Krótkie ćwiczenie 1:
Odpowiedz na pytania do tekstu o drugim Lumixie LX100:
(a) Kiedy oficjalnie ogłoszono drugie wcielenie Lumixa LX100?
(b) Jaki zoom ma RX100 VI?
(c) Które aparaty Canona tekst uznaje za trudne do nazwania kieszonkowymi?
Krótkie ćwiczenie 2:
Przesuń o 108 każdą współrzędną punktów w odpowiedziach w rekordach, od wiersza z "Where can the pink craft" (włącznie) do końca rekordów. Podaj te wiersze ponownie razem z poleceniami.

*** Tekst do przeczytania

Długo oczekiwane drugie wcielenie Lumixa LX100 zostało
oficjalnie ogłoszone pod koniec sierpnia. Miało to miejsce dwa i pół miesiąca
po tym, gdy Sony pokazało, że nie będzie kontynuowało swej analogicznej serii
RX100 w dotychczasowej postaci. W RX100 VI pozostawiło 1-calową matrycę w
kieszonkowym korpusie, ale zamiast zooma 24-70 mm f/1.8-2.8 wrzuciło 24-200 mm
f/2.8-4.5. O tym Cyber-shocie wspominałem już na blogu (TU
i TU),
najpierw z pewnym zdziwieniem, później już ze zrozumieniem idei zmiany. Jeśli
naprawdę zrozumiałem.
Tak czy inaczej, Panasonicowi zniknął jedyny prawdziwy
konkurent. Pamiętam, są jeszcze Canony G1 X Mark III i G5 X, lecz je trudno
nazwać kieszonkowymi.

******
*** Rekordy danych

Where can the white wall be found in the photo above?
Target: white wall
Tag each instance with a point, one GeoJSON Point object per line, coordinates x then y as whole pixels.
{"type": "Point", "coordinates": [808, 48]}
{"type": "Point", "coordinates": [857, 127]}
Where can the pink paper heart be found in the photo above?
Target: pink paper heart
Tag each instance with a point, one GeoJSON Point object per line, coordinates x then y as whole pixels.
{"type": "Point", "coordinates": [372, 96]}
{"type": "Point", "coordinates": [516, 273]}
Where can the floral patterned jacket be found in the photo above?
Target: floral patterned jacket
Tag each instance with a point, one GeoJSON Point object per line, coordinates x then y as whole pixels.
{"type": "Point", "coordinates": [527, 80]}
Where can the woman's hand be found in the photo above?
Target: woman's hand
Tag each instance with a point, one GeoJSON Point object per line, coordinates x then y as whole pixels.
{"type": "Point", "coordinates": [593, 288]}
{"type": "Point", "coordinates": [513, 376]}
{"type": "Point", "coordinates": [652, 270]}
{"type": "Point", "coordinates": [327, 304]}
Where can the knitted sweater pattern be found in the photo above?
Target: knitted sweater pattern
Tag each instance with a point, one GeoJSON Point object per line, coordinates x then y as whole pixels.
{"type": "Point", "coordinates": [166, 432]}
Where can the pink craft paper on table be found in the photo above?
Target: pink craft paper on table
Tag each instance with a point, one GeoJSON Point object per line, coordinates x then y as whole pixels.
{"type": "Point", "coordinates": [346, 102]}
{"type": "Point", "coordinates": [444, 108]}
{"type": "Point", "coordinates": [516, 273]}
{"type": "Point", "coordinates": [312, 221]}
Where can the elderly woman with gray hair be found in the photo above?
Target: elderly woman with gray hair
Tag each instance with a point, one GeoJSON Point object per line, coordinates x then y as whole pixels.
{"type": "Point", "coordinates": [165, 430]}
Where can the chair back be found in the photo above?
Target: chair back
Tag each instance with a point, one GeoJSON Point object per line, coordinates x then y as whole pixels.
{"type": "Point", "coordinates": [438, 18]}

******

Rozwiązanie zadania 1:
(a) Pod koniec sierpnia.
(b) 24-200 mm f/2.8-4.5.
(c) G1 X Mark III i G5 X.

Rozwiązanie zadania 2:
Where can the pink craft paper on table be found in the photo above?
Target: pink craft paper on table
Tag each instance with a point, one GeoJSON Point object per line, coordinates x then y as whole pixels.
{"type": "Point", "coordinates": [454, 210]}
{"type": "Point", "coordinates": [552, 216]}
{"type": "Point", "coordinates": [624, 381]}
{"type": "Point", "coordinates": [420, 329]}
Where can the elderly woman with gray hair be found in the photo above?
Target: elderly woman with gray hair
Tag each instance with a point, one GeoJSON Point object per line, coordinates x then y as whole pixels.
{"type": "Point", "coordinates": [273, 538]}
Where can the chair back be found in the photo above?
Target: chair back
Tag each instance with a point, one GeoJSON Point object per line, coordinates x then y as whole pixels.
{"type": "Point", "coordinates": [546, 126]}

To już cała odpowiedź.